- **Work to do**
Can you arrange every line of the listing below as a Markdown table with the columns "Row" and "Line", where "Row" holds each line's number? Skip blank lines and leave the pictures out of your answer.

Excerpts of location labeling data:
•••••
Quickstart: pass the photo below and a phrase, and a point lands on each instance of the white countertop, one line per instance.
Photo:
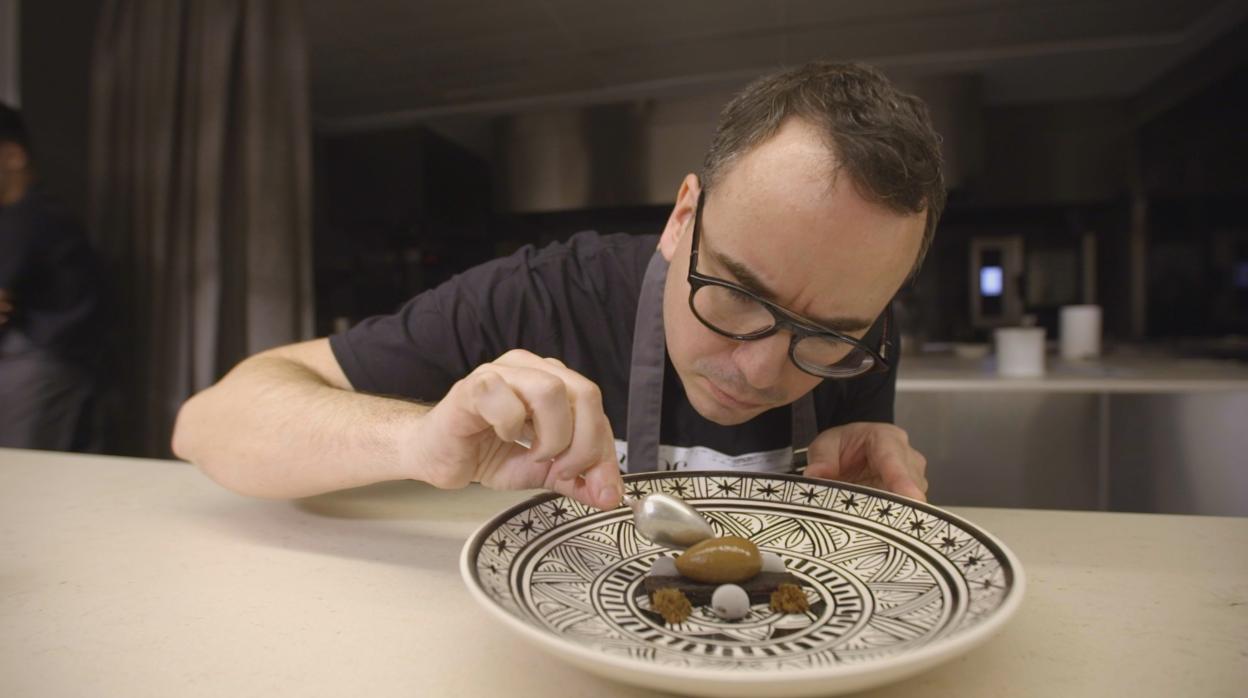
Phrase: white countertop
(1108, 375)
(131, 577)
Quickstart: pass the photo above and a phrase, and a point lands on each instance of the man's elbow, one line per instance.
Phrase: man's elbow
(186, 427)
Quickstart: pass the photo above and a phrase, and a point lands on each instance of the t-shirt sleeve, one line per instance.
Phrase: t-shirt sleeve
(537, 300)
(865, 398)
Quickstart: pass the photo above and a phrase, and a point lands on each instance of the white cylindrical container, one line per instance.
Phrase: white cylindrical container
(1021, 351)
(1081, 332)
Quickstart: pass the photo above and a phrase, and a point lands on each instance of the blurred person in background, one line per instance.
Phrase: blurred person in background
(49, 309)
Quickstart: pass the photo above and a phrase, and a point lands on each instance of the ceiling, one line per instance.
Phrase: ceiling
(386, 60)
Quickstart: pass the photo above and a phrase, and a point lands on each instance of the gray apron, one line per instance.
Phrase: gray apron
(645, 380)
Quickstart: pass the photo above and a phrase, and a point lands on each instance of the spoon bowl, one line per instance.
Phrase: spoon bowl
(669, 521)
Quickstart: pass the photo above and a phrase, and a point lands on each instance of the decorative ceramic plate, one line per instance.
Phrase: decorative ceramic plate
(895, 586)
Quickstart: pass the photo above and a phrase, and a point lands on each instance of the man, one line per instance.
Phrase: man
(49, 296)
(759, 325)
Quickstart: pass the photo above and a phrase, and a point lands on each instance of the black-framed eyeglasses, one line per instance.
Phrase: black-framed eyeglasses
(734, 311)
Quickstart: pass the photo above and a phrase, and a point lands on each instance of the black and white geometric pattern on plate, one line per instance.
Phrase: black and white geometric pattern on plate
(882, 576)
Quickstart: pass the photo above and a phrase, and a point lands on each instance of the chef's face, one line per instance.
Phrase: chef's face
(783, 225)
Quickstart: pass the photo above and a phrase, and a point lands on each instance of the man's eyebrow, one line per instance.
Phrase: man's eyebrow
(746, 279)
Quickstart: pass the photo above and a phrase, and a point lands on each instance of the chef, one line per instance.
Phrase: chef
(751, 334)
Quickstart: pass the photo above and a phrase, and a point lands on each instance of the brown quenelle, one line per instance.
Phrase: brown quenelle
(726, 560)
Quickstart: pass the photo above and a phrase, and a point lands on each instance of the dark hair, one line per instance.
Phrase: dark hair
(13, 129)
(880, 136)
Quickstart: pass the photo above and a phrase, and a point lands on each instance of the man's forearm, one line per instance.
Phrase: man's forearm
(276, 428)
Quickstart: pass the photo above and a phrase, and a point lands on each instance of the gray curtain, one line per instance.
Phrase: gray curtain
(200, 184)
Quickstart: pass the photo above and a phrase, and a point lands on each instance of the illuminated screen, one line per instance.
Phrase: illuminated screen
(990, 281)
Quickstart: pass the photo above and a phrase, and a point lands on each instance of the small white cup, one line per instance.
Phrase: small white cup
(1020, 351)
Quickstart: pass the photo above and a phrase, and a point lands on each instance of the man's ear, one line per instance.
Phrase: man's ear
(682, 217)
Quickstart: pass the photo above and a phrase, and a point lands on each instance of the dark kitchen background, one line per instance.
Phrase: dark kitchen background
(398, 142)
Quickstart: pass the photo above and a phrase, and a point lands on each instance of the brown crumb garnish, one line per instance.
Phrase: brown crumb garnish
(672, 604)
(788, 598)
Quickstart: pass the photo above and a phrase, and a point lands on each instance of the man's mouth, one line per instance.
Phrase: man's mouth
(730, 400)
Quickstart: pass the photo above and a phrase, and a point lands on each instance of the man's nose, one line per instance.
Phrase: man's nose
(763, 361)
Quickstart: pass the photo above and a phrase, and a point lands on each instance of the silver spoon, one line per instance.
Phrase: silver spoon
(669, 521)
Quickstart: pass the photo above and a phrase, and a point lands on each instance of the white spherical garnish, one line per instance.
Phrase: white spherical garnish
(771, 562)
(730, 602)
(664, 566)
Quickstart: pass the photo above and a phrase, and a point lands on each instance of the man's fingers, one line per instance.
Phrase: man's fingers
(498, 406)
(549, 408)
(590, 437)
(599, 487)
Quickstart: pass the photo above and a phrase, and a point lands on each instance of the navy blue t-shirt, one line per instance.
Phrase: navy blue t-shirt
(574, 301)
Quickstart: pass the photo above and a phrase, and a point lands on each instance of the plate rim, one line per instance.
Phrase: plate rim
(899, 664)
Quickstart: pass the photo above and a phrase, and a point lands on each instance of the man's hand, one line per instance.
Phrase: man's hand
(871, 453)
(469, 436)
(5, 306)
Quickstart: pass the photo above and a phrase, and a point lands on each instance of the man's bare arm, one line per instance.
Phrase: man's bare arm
(286, 423)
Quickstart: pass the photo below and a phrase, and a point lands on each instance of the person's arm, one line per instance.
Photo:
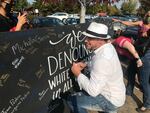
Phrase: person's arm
(128, 23)
(132, 50)
(21, 21)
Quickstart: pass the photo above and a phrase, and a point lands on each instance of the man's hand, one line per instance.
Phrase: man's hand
(22, 19)
(77, 68)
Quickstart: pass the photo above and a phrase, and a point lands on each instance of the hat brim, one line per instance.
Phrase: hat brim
(92, 36)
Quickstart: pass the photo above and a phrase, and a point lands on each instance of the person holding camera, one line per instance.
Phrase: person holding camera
(6, 22)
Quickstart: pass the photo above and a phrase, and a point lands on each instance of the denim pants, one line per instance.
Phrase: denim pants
(145, 79)
(81, 102)
(131, 73)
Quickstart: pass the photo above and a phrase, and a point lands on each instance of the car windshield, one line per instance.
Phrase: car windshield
(51, 21)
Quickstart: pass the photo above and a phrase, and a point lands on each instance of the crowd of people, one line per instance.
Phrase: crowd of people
(7, 22)
(104, 89)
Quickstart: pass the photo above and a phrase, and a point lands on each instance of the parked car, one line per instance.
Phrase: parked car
(70, 21)
(60, 15)
(46, 22)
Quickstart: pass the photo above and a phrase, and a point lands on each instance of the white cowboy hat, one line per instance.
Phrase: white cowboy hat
(97, 30)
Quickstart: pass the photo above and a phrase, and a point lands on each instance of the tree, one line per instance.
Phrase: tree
(144, 7)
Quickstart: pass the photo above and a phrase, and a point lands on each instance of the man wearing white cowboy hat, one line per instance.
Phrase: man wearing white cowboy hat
(105, 89)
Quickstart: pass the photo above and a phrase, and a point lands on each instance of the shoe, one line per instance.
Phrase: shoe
(143, 110)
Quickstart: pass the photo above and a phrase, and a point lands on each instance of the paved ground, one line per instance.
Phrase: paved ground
(131, 103)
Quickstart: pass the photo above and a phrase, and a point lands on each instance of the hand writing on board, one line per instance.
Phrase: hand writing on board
(77, 68)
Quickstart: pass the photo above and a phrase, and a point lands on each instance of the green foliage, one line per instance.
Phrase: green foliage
(145, 6)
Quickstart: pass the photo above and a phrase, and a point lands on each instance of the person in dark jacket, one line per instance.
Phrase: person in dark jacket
(6, 22)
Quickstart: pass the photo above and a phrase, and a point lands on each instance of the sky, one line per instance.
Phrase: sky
(30, 1)
(118, 4)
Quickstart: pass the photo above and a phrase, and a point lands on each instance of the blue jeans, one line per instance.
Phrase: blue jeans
(131, 73)
(145, 79)
(81, 101)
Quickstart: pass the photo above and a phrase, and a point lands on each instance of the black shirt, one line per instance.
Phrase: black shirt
(6, 24)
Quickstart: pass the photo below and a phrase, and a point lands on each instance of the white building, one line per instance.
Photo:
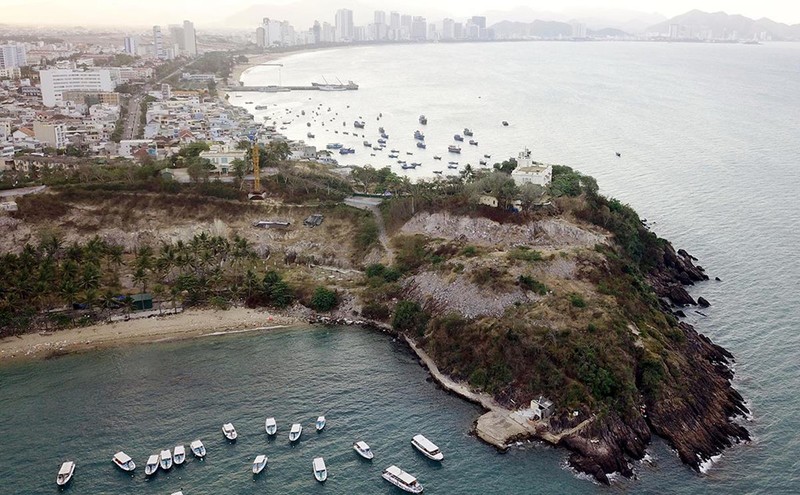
•••••
- **Reply**
| Row | Line |
|---|---|
| 1 | Quickstart: pass the photo below and a phrase, and a point lands on each instance of the white countertop, one line per instance. |
| 2 | Photo: |
| 3 | Phrase: white countertop |
| 4 | (1108, 375) |
| 5 | (131, 577) |
| 6 | Quickstart: pass the photo above and a phrase, and a point lands on each instance of the man's elbow, one line per instance. |
| 7 | Phrase: man's elbow |
| 8 | (186, 427) |
| 9 | Quickstart: pass the photo above and a phrase, and a point lands on each instance of the t-shirt sleeve, one line per instance. |
| 10 | Phrase: t-shirt sleeve |
| 11 | (537, 300) |
| 12 | (865, 398) |
| 13 | Quickstart: pass the photo above and a phrase, and a point lands on each instance of the white cylindrical container, one line per instance. |
| 14 | Phrase: white cylindrical container |
| 15 | (1021, 351) |
| 16 | (1081, 332) |
| 17 | Quickstart: pass the photo above and a phrase, and a point lands on each instance of the blurred person in background, one line per instance. |
| 18 | Phrase: blurred person in background |
| 19 | (49, 309) |
| 20 | Quickstart: pass the photo above and a phrase, and a point lands on each instance of the ceiling, one line per instance. |
| 21 | Phrase: ceiling |
| 22 | (386, 60) |
| 23 | Quickstart: pass the photo above and a phrase, and a point lands on each instance of the gray apron, one line per instance. |
| 24 | Phrase: gray apron |
| 25 | (645, 380) |
| 26 | Quickstart: pass the photo above and a phrase, and a point lands on each instance of the spoon bowl, one line per instance. |
| 27 | Phrase: spoon bowl |
| 28 | (669, 521) |
| 29 | Quickstart: pass the photo above and a phrase, and a point lands on each instance of the decorative ceramic plate, one line per instance. |
| 30 | Phrase: decorative ceramic plate |
| 31 | (895, 586) |
| 32 | Quickstart: pass the photo above and a phrase, and a point lands on each instance of the man, one line per instance. |
| 33 | Phrase: man |
| 34 | (49, 296) |
| 35 | (759, 325) |
| 36 | Quickstart: pass the photo above and a phrase, and a point lands on each instance of the black-framed eyeglasses, one line per instance. |
| 37 | Phrase: black-framed eyeglasses |
| 38 | (734, 311) |
| 39 | Quickstart: pass the photo above and a phrase, and a point lands on each instance of the black and white geometric pattern on plate, one line per instance. |
| 40 | Phrase: black and white geometric pattern on plate |
| 41 | (882, 576) |
| 42 | Quickstart: pass the photo above and a phrase, and a point lands on each instance of the chef's face, one line per instance. |
| 43 | Phrase: chef's face |
| 44 | (783, 225) |
| 45 | Quickstart: pass the photo above and a phrase, and a point lands on each instance of the man's eyebrow, one line per instance. |
| 46 | Phrase: man's eyebrow |
| 47 | (746, 279) |
| 48 | Quickstart: pass the photo above and a phrase, and a point lands on each instance of the chef, one line per instance. |
| 49 | Phrase: chef |
| 50 | (751, 334) |
| 51 | Quickstart: pass the photo above and a phrase, and a point lands on each instance of the brown quenelle, one line per instance. |
| 52 | Phrase: brown quenelle |
| 53 | (726, 560) |
| 54 | Quickstart: pass the photo above and a phrase, and a point lands on each instance of the dark hair, one line per instance. |
| 55 | Phrase: dark hair |
| 56 | (13, 129) |
| 57 | (880, 136) |
| 58 | Quickstart: pass the photo above and a phrase, and a point lands on each instance of the man's forearm, one line per instance. |
| 59 | Phrase: man's forearm |
| 60 | (276, 428) |
| 61 | Quickstart: pass the photo above and a phrase, and a point lands on each instance of the gray curtain, one line per instance. |
| 62 | Phrase: gray curtain |
| 63 | (200, 184) |
| 64 | Quickstart: pass the photo above and a phrase, and a point lands on each instance of the illuminated screen, one line per instance. |
| 65 | Phrase: illuminated screen |
| 66 | (990, 281) |
| 67 | Quickstart: pass the photo above and a phrase, and a point lands on each instance of the small white cup, one line per instance. |
| 68 | Phrase: small white cup |
| 69 | (1020, 351) |
| 70 | Quickstart: pass the photo above and a phrase, and a point lands on each instance of the man's ear, one line per instance. |
| 71 | Phrase: man's ear |
| 72 | (682, 217) |
| 73 | Quickstart: pass the photo above and a phrase, and a point lands on each instance of the dark kitchen background, one line per instance. |
| 74 | Phrase: dark kitchen background |
| 75 | (398, 142) |
| 76 | Quickstart: pass the photo above and a phrase, and a point lands on each instance of the brown crumb garnish, one line per instance. |
| 77 | Phrase: brown crumb garnish |
| 78 | (672, 604) |
| 79 | (788, 598) |
| 80 | Quickstart: pass the photo above and a phrase, and a point lands on each instance of the man's mouth, one line per instance. |
| 81 | Phrase: man's mouth |
| 82 | (730, 400) |
| 83 | Quickstart: pass the photo above and a phrase, and a point lands on each instance of the man's nose, one line per instance. |
| 84 | Phrase: man's nose |
| 85 | (763, 361) |
| 86 | Quickstart: pass the photo above and a phrase, and a point lands on each instance of the silver spoon, one line per instance. |
| 87 | Phrase: silver spoon |
| 88 | (669, 521) |
| 89 | Quickstart: pass the photo above and a phrase, and a point lands on each instance of the white spherical garnish, one line per instance. |
| 90 | Phrase: white spherical garnish |
| 91 | (771, 562) |
| 92 | (730, 602) |
| 93 | (664, 566) |
| 94 | Quickstart: pass the photo above and a phrase, and a point lands on each instance of the man's fingers, one line per instance. |
| 95 | Phrase: man's fingers |
| 96 | (498, 406) |
| 97 | (549, 408) |
| 98 | (590, 437) |
| 99 | (599, 487) |
| 100 | Quickstart: pass the photo above and a phrase, and a point lands on each instance of the navy blue t-shirt, one line per instance. |
| 101 | Phrase: navy blue t-shirt |
| 102 | (574, 301) |
| 103 | Quickstart: pass the photo above and a phrase, and a point lands on each instance of the plate rim, one line per instance. |
| 104 | Phrase: plate rim |
| 105 | (899, 664) |
| 106 | Quickstart: pass the photo above and a phrase, and a point lands on each instance of the man's hand, one line per instance. |
| 107 | Phrase: man's hand |
| 108 | (871, 453) |
| 109 | (469, 436) |
| 110 | (5, 306) |
| 111 | Quickstart: pass the photo above and a phrase, and a point lands on each instance of the man's bare arm, one line per instance. |
| 112 | Phrase: man's bare arm |
| 113 | (286, 423) |
| 114 | Quickstart: pass the photo below and a phrase, and a point lands on each instance of the person's arm, one line per instance. |
| 115 | Photo: |
| 116 | Phrase: person's arm |
| 117 | (128, 23) |
| 118 | (132, 50) |
| 119 | (21, 21) |
| 120 | Quickstart: pass the photo above and a phrase, and a point lands on each instance of the man's hand, one line per instance. |
| 121 | Phrase: man's hand |
| 122 | (22, 19) |
| 123 | (77, 68) |
| 124 | Quickstart: pass the photo above and a phrase, and a point lands on each instance of the hat brim, one line per instance. |
| 125 | Phrase: hat brim |
| 126 | (92, 36) |
| 127 | Quickstart: pass the photo above and a phrase, and a point lands on each instance of the person holding camera, one line per instance. |
| 128 | Phrase: person holding camera |
| 129 | (6, 22) |
| 130 | Quickstart: pass the photo above and a phrase, and a point lands on each instance of the denim pants, one line per instance. |
| 131 | Phrase: denim pants |
| 132 | (145, 79) |
| 133 | (81, 102) |
| 134 | (131, 73) |
| 135 | Quickstart: pass the photo above and a phrase, and a point lands on each instance of the car windshield, one line per instance. |
| 136 | Phrase: car windshield |
| 137 | (51, 21) |
| 138 | Quickstart: pass the photo above and a phrase, and a point lands on each instance of the crowd of people, one line per instance. |
| 139 | Phrase: crowd of people |
| 140 | (7, 22) |
| 141 | (104, 89) |
| 142 | Quickstart: pass the photo above and a phrase, and a point lands on each instance of the parked car, one line per instance. |
| 143 | Phrase: parked car |
| 144 | (70, 21) |
| 145 | (60, 15) |
| 146 | (46, 22) |
| 147 | Quickstart: pass the photo above and a phrase, and a point lands on each instance of the white cowboy hat, one line per instance. |
| 148 | Phrase: white cowboy hat |
| 149 | (97, 30) |
| 150 | Quickstart: pass the photo above and a phrase, and a point lands on each instance of the tree, one line per instance. |
| 151 | Phrase: tree |
| 152 | (144, 7) |
| 153 | Quickstart: pass the photo above and a phrase, and a point lands on each instance of the man wearing white cowboy hat, one line per instance. |
| 154 | Phrase: man wearing white cowboy hat |
| 155 | (105, 89) |
| 156 | Quickstart: pass the photo above and a phrase, and a point lands on each instance of the shoe, one line per instance. |
| 157 | Phrase: shoe |
| 158 | (143, 110) |
| 159 | Quickstart: pass the photo above and a phrase, and a point lands on each instance of the paved ground, one line per instance. |
| 160 | Phrase: paved ground |
| 161 | (131, 103) |
| 162 | Quickstart: pass the photo above and a phrase, and a point lands on each instance of the hand writing on board, one line per instance. |
| 163 | Phrase: hand writing on board |
| 164 | (77, 68) |
| 165 | Quickstart: pass the photo above and a phrase, and a point lands on each instance of the green foliage, one line per instance. |
| 166 | Phrase: green foliage |
| 167 | (145, 6) |
| 168 | Quickstart: pass the photo above and a phrase, and a point lands on each instance of the person in dark jacket, one line per instance. |
| 169 | Phrase: person in dark jacket |
| 170 | (6, 22) |
| 171 | Quickstart: pass the photo above and a phrase, and a point lands on each instance of the sky, one line per instance. |
| 172 | Phrase: sky |
| 173 | (30, 1) |
| 174 | (118, 4) |
| 175 | Quickstart: pass the photo above and a phrase, and a point lands on each instance of the blue jeans, one line per instance. |
| 176 | Phrase: blue jeans |
| 177 | (131, 73) |
| 178 | (145, 79) |
| 179 | (81, 101) |
| 180 | Quickstart: pass the photo above and a phrase, and a point lands on each instance of the black shirt, one line per instance. |
| 181 | Phrase: black shirt |
| 182 | (6, 24) |
| 183 | Quickstart: pass the photo below and a phrase, and a point lands on each instance of the white building, one line per instance. |
| 184 | Photo: |